Given task: Reproduce the line that holds "of the man's" together with all the lines after it up to the end of the entries.

Supplied entries:
++++++++
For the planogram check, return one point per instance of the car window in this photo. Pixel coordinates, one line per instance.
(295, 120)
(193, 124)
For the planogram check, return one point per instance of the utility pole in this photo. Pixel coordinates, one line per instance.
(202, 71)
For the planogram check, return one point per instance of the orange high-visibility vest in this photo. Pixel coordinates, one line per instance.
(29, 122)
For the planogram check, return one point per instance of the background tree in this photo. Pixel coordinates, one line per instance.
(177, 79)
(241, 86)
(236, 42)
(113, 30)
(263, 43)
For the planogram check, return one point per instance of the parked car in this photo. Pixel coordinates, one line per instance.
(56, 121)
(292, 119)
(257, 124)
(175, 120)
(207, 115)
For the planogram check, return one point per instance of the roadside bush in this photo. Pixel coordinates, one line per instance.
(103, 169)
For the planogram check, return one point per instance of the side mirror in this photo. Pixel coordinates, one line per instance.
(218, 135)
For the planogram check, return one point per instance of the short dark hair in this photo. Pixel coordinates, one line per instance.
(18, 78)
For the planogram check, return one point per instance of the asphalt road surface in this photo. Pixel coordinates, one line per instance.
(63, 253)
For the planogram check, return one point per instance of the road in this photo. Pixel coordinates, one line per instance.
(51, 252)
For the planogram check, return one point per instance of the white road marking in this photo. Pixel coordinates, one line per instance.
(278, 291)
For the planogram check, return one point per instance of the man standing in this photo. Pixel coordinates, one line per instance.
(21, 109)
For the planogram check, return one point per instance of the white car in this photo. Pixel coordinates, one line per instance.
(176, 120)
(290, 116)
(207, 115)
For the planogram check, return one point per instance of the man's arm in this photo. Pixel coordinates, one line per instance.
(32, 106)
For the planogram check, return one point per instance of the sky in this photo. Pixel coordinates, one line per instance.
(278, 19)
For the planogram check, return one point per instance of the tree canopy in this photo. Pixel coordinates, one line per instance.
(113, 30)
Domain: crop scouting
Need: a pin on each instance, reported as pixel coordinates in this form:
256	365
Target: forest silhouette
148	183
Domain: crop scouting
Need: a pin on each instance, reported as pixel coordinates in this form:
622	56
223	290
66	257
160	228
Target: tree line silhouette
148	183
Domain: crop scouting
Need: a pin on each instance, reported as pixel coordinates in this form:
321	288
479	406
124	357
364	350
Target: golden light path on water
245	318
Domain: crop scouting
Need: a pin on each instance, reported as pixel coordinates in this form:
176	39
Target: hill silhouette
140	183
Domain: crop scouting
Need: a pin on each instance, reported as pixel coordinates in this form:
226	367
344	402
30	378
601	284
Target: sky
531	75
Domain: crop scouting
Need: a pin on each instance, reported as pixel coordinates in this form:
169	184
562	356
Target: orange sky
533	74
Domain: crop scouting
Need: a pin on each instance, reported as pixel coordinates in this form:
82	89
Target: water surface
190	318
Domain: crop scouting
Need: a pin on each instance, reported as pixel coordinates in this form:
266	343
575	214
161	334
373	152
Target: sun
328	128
++++++++
Expected output:
For the planogram check, return one point per instance of the man's arm in this photo. Pixel coordinates, one line per instance.
(32, 106)
For the planogram check, return one point per instance of the sky in this photo. Pixel coordinates, one line per instance.
(278, 19)
For the planogram check, return one point per instance of the tree canopy in this photo. Pixel coordinates, one line per instance.
(113, 30)
Domain: crop scouting
Need: a pin on each instance, reported as pixel coordinates in this form:
256	365
Target: forest silhouette
148	183
Domain: crop scouting
Need: a pin on each instance, reported as pixel coordinates in this form:
622	56
223	290
66	257
160	228
Target: tree line silhouette
148	183
Domain: crop scouting
Need: a pin on each instance, reported as pixel coordinates in this form:
321	288
479	406
124	357
364	350
Target: golden light path on water
245	318
Domain: crop scouting
Need: a pin on each instance, reported as pixel coordinates in this form:
176	39
Target: hill silhouette
140	183
Domain: crop scouting
Need: a pin on each instance, reported as pixel coordinates in this form:
226	367
344	402
30	378
601	284
Target: sky
531	75
Domain: crop scouting
Need: a pin on each instance, reported as pixel coordinates in this form:
169	184
562	356
Target: orange sky
533	74
Domain: crop scouting
Need: a pin on each instance, reported as pixel coordinates in this form:
82	89
Target: water surface
190	318
Domain: crop scouting
Need: a pin on each instance, reported as pixel coordinates in this form:
266	343
575	214
161	334
373	152
Target: sun
328	128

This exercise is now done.